# [PROVIDED TEXT]
= = = =

Running the Application

Development Mode

Terminal 1 - Backend Server:

cd backend
source venv/bin/activate  # or venv\Scripts\activate on Windows
uvicorn main:app --reload --host 0.0.0.0 --port 8000

Terminal 2 - Frontend Server:

cd frontend
npm run dev

Production Mode

# Backend (production)
cd backend
gunicorn -w 4 -k uvicorn.workers.UvicornWorker main:app

# Frontend (build and serve)
cd frontend
npm run build
npm run preview

Access Points

Frontend Dashboard: http://localhost:5173
Backend API: http://localhost:8000
API Documentation: http://localhost:8000/docs (Swagger UI)
Admin Panel: http://localhost:5173/admin

🎯 How to Use the Scraper

Via Web Interface

Login to your LinkedIn: login Linkedin Account and Make it default Browser in which you are logged In.
Open Dashboard: Navigate to http://localhost:5173
Enter Parameters:
- Keyword: Job title or skill (e.g., "Software Engineer")
- Location: City, state, or country (e.g., "New York")
Start Scraping: Click "Start Scraping" button
Monitor Progress: Watch real-time updates
Stop Anytime: Click stop button to cancel -> well stop is not working need little fix required, basically i created /stop backend route but in frontend not perfecly alligned with the backend so need react fixes just, well you can go to /stop route or /admin route this will terminate the scrapping process at this time but will fix this later.

Via API

curl -X POST "http://localhost:8000/scrape" \
  -H "Content-Type: application/json" \
  -d '{
    "keyword": "Data Scientist",
    "location": "San Francisco",
    "max_pages": 2
  }'

Via Python Script

import requests

# Start scraping
response = requests.post(
    "http://localhost:8000/scrape",
    json={
        "keyword": "Marketing Manager",
        "location": "Chicago",
        "max_pages": 3
    }
)
print(f"Scraping started: {response.json()}")

# Check status
status = requests.get("http://localhost:8000/scraping-status").json()
print(f"Current status: {status}")

= = = =

# [EXCERPTED DATA]
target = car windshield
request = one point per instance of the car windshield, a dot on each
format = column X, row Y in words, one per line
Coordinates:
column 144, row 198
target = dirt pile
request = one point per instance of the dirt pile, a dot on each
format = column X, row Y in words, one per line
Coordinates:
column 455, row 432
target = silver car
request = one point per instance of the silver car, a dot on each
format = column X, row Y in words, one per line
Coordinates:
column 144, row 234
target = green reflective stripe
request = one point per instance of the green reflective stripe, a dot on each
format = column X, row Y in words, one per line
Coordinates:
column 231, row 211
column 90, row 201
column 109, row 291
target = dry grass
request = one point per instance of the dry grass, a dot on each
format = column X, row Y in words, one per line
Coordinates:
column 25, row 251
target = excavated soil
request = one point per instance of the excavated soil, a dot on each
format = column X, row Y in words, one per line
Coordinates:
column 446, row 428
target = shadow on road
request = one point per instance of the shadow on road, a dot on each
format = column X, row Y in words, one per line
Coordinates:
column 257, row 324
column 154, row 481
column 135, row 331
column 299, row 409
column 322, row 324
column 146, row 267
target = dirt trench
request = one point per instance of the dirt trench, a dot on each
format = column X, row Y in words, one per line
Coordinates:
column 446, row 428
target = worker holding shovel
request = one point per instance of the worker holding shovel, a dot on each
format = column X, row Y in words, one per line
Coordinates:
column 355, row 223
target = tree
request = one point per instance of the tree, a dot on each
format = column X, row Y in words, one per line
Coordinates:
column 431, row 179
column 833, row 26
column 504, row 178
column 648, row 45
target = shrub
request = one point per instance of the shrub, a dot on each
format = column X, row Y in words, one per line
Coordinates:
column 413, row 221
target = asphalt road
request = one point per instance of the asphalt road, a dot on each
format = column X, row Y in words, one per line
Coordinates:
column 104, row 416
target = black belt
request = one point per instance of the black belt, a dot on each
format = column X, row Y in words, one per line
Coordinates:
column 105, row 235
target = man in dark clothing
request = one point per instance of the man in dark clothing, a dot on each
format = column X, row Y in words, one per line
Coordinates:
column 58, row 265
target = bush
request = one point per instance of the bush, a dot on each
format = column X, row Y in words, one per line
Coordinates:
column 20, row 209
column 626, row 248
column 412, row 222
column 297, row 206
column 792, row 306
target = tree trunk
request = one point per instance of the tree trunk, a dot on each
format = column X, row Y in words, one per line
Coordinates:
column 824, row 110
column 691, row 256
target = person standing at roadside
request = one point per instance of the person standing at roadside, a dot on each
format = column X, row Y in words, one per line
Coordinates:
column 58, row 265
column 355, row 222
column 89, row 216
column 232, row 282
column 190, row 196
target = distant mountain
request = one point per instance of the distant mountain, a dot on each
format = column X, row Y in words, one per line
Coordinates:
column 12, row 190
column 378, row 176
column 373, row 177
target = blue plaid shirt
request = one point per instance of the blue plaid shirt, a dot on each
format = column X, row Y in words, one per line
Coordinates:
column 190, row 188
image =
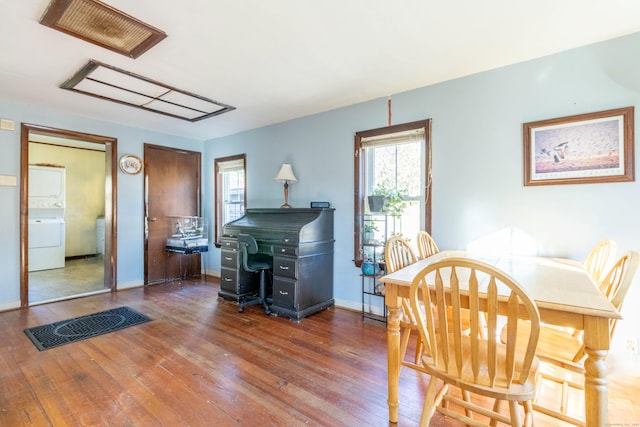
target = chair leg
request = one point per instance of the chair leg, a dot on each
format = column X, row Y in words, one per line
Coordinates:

= = = =

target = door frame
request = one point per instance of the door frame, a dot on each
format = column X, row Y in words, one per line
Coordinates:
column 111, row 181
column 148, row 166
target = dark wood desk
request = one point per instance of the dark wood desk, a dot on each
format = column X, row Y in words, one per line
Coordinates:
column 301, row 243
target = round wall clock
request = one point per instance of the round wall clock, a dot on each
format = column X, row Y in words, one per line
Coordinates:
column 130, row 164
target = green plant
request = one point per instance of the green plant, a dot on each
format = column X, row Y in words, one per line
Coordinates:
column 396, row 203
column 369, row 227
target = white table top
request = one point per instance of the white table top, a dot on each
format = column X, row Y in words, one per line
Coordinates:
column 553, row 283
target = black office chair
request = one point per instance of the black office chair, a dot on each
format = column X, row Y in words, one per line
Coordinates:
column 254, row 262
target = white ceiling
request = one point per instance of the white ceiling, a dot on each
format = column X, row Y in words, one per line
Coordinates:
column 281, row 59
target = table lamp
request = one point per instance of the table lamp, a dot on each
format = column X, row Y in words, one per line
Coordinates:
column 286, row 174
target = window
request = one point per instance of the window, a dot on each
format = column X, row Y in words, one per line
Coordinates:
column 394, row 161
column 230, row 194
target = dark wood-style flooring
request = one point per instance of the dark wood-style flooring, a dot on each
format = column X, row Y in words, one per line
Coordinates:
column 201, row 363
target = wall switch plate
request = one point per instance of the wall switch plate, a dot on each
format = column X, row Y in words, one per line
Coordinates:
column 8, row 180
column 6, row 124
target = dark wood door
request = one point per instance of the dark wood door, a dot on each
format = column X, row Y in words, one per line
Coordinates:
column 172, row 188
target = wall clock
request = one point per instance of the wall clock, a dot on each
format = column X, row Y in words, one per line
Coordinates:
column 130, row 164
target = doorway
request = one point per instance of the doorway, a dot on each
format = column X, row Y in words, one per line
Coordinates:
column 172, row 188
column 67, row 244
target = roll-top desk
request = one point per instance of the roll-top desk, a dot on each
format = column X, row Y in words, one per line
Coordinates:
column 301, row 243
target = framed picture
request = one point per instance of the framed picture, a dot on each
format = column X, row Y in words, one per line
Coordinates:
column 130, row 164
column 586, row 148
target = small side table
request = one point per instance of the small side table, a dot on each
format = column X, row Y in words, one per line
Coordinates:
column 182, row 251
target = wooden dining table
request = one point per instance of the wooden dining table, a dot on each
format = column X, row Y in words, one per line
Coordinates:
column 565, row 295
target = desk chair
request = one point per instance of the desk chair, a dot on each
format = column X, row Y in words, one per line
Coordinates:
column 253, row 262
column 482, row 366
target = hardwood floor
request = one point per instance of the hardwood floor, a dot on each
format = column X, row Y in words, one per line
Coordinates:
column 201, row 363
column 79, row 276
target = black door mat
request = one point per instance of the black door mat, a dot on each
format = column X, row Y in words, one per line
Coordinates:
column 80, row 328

= = = =

# [WHAT YOU HAVE TO DO]
Extend the guide on running and using the LinkedIn job scraper, picking up after its final line, the status check in the Python example.

# [RESPONSE]
Scraping Process Details

Initialization:
- Opens Chrome in headless mode
- Navigates to LinkedIn jobs search
- Closes popups and modals
Job Collection:
- Extracts job cards from each page
- Gets title, company, location, URL
- Checks for duplicates in database
Detail Extraction:
- Visits each job page individually
- Extracts full job description
- Captures posting date if available
Data Storage:
- Saves to PostgreSQL with unique constraints
- Updates scraping status
- Commits transaction
Cleanup:
- Closes browser
- Updates final status
- Releases database connection

Scraping Parameters

Parameter	Default	Description	Recommended Range
max_pages	2	Number of pages to scrape	1-5
delay	1-3s	Delay between requests	1-5 seconds
headless	True	Headless browser mode	True/False
timeout	15s	Page load timeout	10-30 seconds

🌐 API Documentation

Base URL

http://localhost:8000

Authentication

No authentication required for development. For production, implement JWT or API keys.

Endpoints Reference

1. Health Check

GET /

curl http://localhost:8000/

Response:

{
  "message": "Job Scraper API",
  "status": "running"
}

2. Get All Jobs

GET /jobs

Query Parameters:

Parameter	Type	Default	Description
skip	integer	0	Number of records to skip
limit	integer	50	Maximum records to return
search	string	""	Search term for title/company/location

Example:

curl "http://localhost:8000/jobs?search=engineer&skip=0&limit=20"

Response:

[
  {
    "id": 1,
    "title": "Senior Software Engineer",
    "company": "Tech Corp Inc.",
    "location": "San Francisco, CA",
    "description": "We are looking for a Senior Software Engineer...",
    "url": "https://linkedin.com/jobs/view/123456",
    "source": "LinkedIn",
    "posted_date": "2023-12-01T10:00:00Z",
    "scraped_at": "2023-12-01T14:30:00Z"
  }
]

3. Get Single Job

GET /jobs/{job_id}

curl http://localhost:8000/jobs/1

4. Delete Job

DELETE /jobs/{job_id}

curl -X DELETE http://localhost:8000/jobs/1

Response:

{
  "message": "Job deleted"
}

5. Start Scraping

POST /scrape

Request Body:

{
  "keyword": "Software Engineer",
  "location": "New York",
  "max_pages": 2
}

Response:

{
  "message": "Scraping started",
  "keyword": "Software Engineer"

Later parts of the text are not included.